### RECORDS
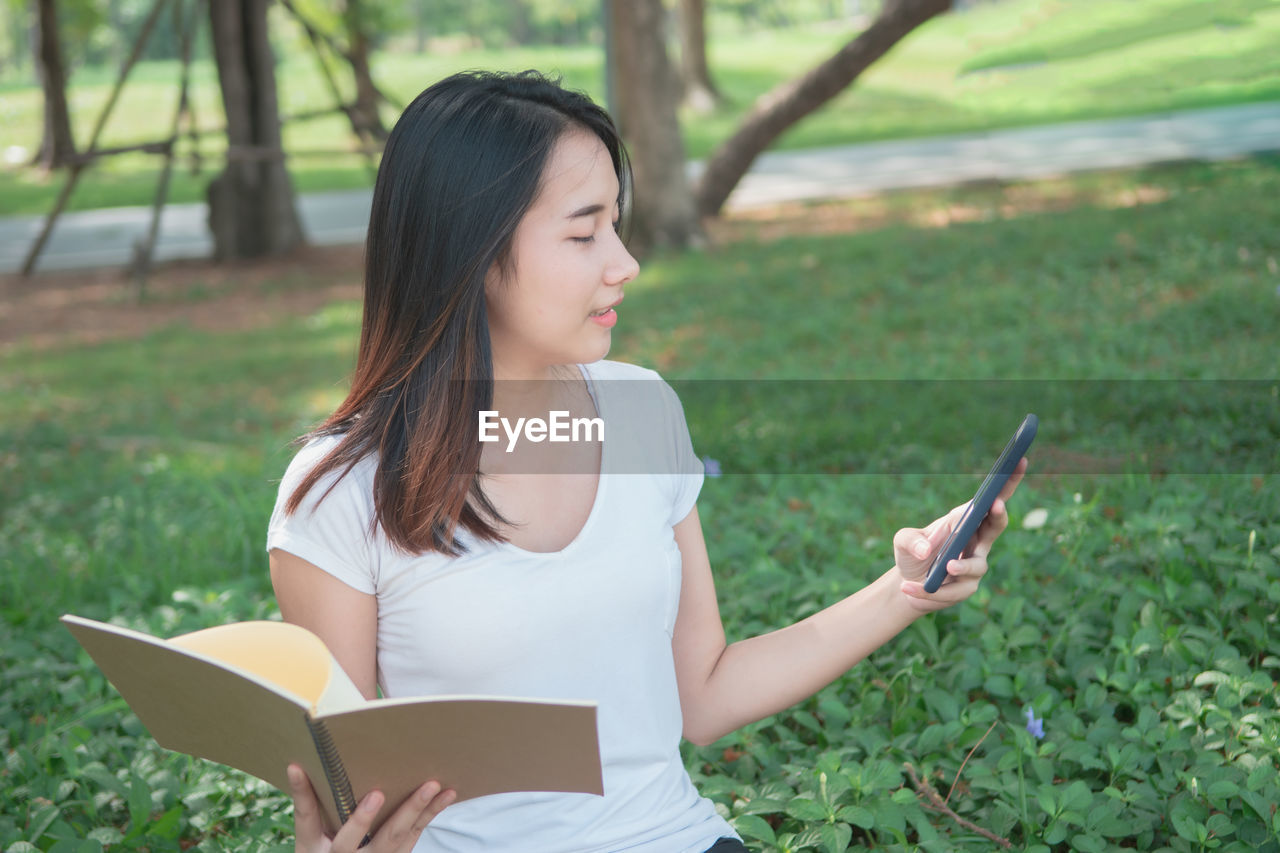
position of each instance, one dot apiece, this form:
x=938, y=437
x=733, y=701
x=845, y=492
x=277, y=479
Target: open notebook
######
### RECORDS
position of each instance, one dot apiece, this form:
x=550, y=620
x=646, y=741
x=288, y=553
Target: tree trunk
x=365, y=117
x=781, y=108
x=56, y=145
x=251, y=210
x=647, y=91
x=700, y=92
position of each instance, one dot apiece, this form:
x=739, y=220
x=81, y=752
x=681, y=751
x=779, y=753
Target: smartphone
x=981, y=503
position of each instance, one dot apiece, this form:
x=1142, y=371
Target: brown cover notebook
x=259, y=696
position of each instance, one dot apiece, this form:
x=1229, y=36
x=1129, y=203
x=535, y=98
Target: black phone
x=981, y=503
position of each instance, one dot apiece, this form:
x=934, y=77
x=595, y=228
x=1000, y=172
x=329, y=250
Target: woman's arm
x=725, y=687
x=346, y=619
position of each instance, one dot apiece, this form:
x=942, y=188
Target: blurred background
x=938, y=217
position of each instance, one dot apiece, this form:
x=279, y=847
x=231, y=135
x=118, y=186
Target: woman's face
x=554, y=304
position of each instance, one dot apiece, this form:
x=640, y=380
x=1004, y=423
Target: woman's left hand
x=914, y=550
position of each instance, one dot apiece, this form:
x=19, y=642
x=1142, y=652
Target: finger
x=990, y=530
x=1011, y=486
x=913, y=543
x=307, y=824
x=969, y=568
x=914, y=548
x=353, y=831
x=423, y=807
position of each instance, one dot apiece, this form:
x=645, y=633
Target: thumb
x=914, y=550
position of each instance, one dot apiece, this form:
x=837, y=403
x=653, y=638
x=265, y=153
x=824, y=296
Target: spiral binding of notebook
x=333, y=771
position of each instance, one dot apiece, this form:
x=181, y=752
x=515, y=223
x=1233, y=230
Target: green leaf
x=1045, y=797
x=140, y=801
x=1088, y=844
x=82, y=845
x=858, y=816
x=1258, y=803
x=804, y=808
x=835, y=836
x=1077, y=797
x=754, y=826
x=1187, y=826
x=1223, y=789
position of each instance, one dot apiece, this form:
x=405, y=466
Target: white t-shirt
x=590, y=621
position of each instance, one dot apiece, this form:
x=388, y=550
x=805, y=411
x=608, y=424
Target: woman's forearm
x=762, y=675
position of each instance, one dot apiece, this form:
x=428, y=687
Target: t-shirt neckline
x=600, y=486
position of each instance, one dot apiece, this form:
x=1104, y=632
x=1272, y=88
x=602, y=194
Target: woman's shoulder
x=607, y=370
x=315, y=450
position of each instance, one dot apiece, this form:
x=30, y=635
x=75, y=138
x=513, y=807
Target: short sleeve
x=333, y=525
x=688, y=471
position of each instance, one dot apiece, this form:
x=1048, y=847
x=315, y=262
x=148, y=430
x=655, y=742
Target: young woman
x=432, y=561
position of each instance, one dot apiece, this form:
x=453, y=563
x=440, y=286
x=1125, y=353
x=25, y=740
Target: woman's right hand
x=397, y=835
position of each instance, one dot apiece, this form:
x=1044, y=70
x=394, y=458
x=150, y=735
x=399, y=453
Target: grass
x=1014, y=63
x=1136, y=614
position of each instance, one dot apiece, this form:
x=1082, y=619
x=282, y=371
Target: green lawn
######
Return every line of the entries that contains the word "hand".

# FULL RESPONSE:
Target: woman's left hand
Target: woman's right hand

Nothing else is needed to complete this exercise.